» **Exercise details**: Please reproduce the listing below verbatim, leaving out the pictures.

++++ Raw data ++++

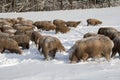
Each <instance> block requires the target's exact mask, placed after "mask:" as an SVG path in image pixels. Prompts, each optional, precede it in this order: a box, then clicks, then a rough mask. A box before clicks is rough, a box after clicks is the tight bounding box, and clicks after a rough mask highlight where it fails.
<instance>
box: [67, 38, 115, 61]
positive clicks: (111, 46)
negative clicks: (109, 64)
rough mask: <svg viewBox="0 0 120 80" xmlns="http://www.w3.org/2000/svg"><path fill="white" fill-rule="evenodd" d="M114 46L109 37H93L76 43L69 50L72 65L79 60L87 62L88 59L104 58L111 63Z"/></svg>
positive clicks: (86, 38) (87, 38)
mask: <svg viewBox="0 0 120 80" xmlns="http://www.w3.org/2000/svg"><path fill="white" fill-rule="evenodd" d="M113 46H114V44H113V42H112V40H110V39H109V38H108V37H107V36H93V37H88V38H84V39H82V40H78V41H76V43H75V44H74V45H73V46H72V47H71V48H70V49H69V50H68V52H69V53H70V60H71V63H76V62H78V61H79V60H81V59H82V60H83V61H86V60H87V59H88V58H90V57H92V58H99V57H102V56H104V57H105V58H106V60H107V61H110V58H111V57H110V53H111V51H112V48H113Z"/></svg>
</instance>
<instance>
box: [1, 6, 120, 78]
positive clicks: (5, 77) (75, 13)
mask: <svg viewBox="0 0 120 80" xmlns="http://www.w3.org/2000/svg"><path fill="white" fill-rule="evenodd" d="M16 17H24V18H25V19H30V20H33V21H37V20H54V19H63V20H65V21H67V20H75V21H82V23H81V24H80V25H79V26H78V27H77V28H71V31H70V32H68V33H66V34H61V33H59V34H55V31H43V32H41V34H43V35H51V36H55V37H57V38H59V39H60V41H61V42H62V43H63V45H64V47H65V48H66V50H68V49H69V48H70V47H71V46H72V45H73V44H74V43H75V41H76V40H79V39H82V37H83V35H84V34H85V33H87V32H94V33H97V31H98V29H99V28H100V27H114V28H116V29H118V30H119V31H120V7H115V8H105V9H104V8H103V9H85V10H69V11H68V10H66V11H53V12H25V13H0V18H16ZM88 18H97V19H100V20H101V21H103V24H102V25H98V26H86V24H87V23H86V19H88ZM68 57H69V56H68V53H66V52H64V53H60V52H57V54H56V57H55V59H54V60H51V61H44V60H43V56H42V55H40V53H39V52H38V50H37V48H36V46H35V44H34V43H30V49H29V50H27V49H26V50H23V54H22V55H18V54H10V53H7V52H6V53H4V54H0V80H120V57H119V56H118V55H116V57H115V58H114V59H112V60H111V61H110V62H107V61H106V60H105V59H104V58H101V59H100V62H99V61H96V60H91V59H89V60H88V61H86V62H79V63H77V64H70V63H69V58H68Z"/></svg>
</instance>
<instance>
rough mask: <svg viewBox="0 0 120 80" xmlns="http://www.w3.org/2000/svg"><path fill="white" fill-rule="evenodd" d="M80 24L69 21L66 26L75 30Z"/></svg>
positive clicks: (68, 21) (80, 22)
mask: <svg viewBox="0 0 120 80" xmlns="http://www.w3.org/2000/svg"><path fill="white" fill-rule="evenodd" d="M80 23H81V21H67V22H66V25H67V26H68V27H74V28H76V27H77V26H78V25H79V24H80Z"/></svg>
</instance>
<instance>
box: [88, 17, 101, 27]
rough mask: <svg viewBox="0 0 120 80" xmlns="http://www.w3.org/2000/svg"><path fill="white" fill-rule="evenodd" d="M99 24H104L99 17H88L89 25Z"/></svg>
mask: <svg viewBox="0 0 120 80" xmlns="http://www.w3.org/2000/svg"><path fill="white" fill-rule="evenodd" d="M98 24H102V21H100V20H98V19H93V18H90V19H87V26H89V25H93V26H96V25H98Z"/></svg>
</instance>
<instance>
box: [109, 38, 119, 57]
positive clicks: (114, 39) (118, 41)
mask: <svg viewBox="0 0 120 80" xmlns="http://www.w3.org/2000/svg"><path fill="white" fill-rule="evenodd" d="M113 43H114V47H113V49H112V55H111V57H112V58H113V57H114V56H115V55H116V53H118V54H119V56H120V36H117V37H115V38H114V39H113Z"/></svg>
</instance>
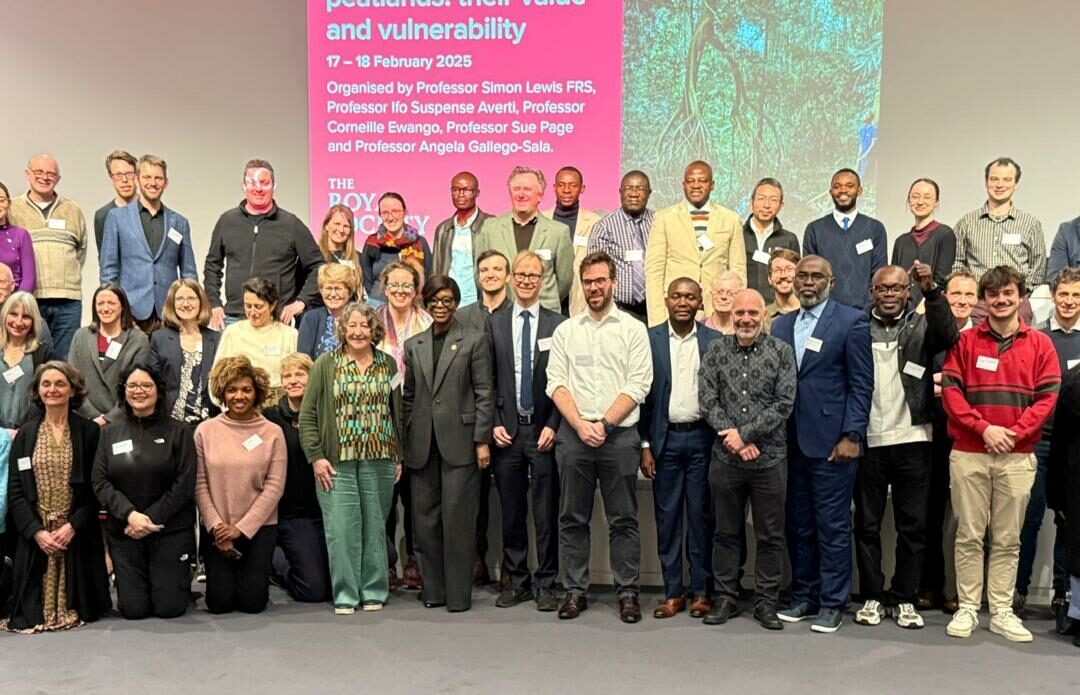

++++

» **Your response**:
Each <instance> block requires the target's exact mask, placed after "mask:" as an SVG path in image pixels. Prompts, each optional, precede it in this order: a box, then clicks, then a rough mask. A box before clicks is rough, a box after clicks is the tight bounding box, and clicks after a rough mask highlight where it fails.
<instance>
box: [67, 38, 115, 61]
positive clicks: (111, 46)
negative clicks: (109, 64)
rough mask: <svg viewBox="0 0 120 80" xmlns="http://www.w3.org/2000/svg"><path fill="white" fill-rule="evenodd" d="M114 46L109 37H93L76 43L69 50L72 65L79 60L87 62L88 59L104 58L111 63Z"/></svg>
positive clicks: (86, 38) (87, 38)
mask: <svg viewBox="0 0 120 80" xmlns="http://www.w3.org/2000/svg"><path fill="white" fill-rule="evenodd" d="M113 46H114V44H113V42H112V40H110V39H109V38H108V37H107V36H93V37H88V38H84V39H82V40H78V41H76V43H75V44H74V45H73V46H72V47H71V48H70V49H69V50H68V52H69V53H70V60H71V63H76V62H78V61H79V60H81V59H82V60H83V61H86V60H87V59H88V58H90V57H92V58H99V57H102V56H104V57H105V58H106V60H107V61H110V58H111V57H110V53H111V51H112V48H113Z"/></svg>
</instance>
<instance>
box: [1, 6, 120, 78]
positive clicks: (5, 77) (75, 13)
mask: <svg viewBox="0 0 120 80" xmlns="http://www.w3.org/2000/svg"><path fill="white" fill-rule="evenodd" d="M16 17H24V18H25V19H30V20H33V21H37V20H54V19H63V20H65V21H67V20H75V21H82V23H81V24H80V25H79V26H78V27H77V28H71V31H70V32H68V33H66V34H61V33H59V34H55V31H43V32H41V34H43V35H51V36H55V37H57V38H59V39H60V41H61V42H62V43H63V45H64V47H65V48H66V50H68V49H69V48H70V47H71V46H72V45H73V44H74V43H75V41H76V40H79V39H82V37H83V35H84V34H85V33H87V32H94V33H97V31H98V29H99V28H100V27H114V28H116V29H118V30H119V31H120V7H115V8H105V9H104V8H103V9H85V10H69V11H68V10H66V11H53V12H25V13H0V18H16ZM88 18H97V19H100V20H101V21H103V24H102V25H98V26H86V24H87V23H86V19H88ZM68 57H69V56H68V53H66V52H64V53H60V52H57V54H56V57H55V59H54V60H51V61H44V60H43V56H42V55H40V53H39V52H38V50H37V48H36V46H35V44H34V43H30V49H29V50H27V49H26V50H23V54H22V55H18V54H10V53H7V52H6V53H4V54H0V80H120V57H119V56H118V55H116V57H115V58H114V59H112V60H111V61H110V62H107V61H106V60H105V59H104V58H101V59H100V62H99V61H96V60H91V59H89V60H88V61H86V62H79V63H77V64H70V63H69V58H68Z"/></svg>
</instance>
<instance>
rough mask: <svg viewBox="0 0 120 80" xmlns="http://www.w3.org/2000/svg"><path fill="white" fill-rule="evenodd" d="M80 24L69 21L66 26L75 30Z"/></svg>
positive clicks: (68, 21) (80, 22)
mask: <svg viewBox="0 0 120 80" xmlns="http://www.w3.org/2000/svg"><path fill="white" fill-rule="evenodd" d="M80 23H81V21H67V22H66V25H67V26H68V27H74V28H76V27H77V26H78V25H79V24H80Z"/></svg>
</instance>
<instance>
box: [88, 17, 101, 27]
rough mask: <svg viewBox="0 0 120 80" xmlns="http://www.w3.org/2000/svg"><path fill="white" fill-rule="evenodd" d="M99 24H104L99 17H88L89 25Z"/></svg>
mask: <svg viewBox="0 0 120 80" xmlns="http://www.w3.org/2000/svg"><path fill="white" fill-rule="evenodd" d="M98 24H102V21H100V20H98V19H93V18H90V19H87V26H89V25H93V26H96V25H98Z"/></svg>
</instance>
<instance>
box: [109, 38, 119, 57]
positive clicks: (114, 39) (118, 41)
mask: <svg viewBox="0 0 120 80" xmlns="http://www.w3.org/2000/svg"><path fill="white" fill-rule="evenodd" d="M113 43H114V47H113V49H112V55H111V57H112V58H113V57H114V56H115V55H116V53H118V54H119V56H120V36H117V37H115V38H114V39H113Z"/></svg>
</instance>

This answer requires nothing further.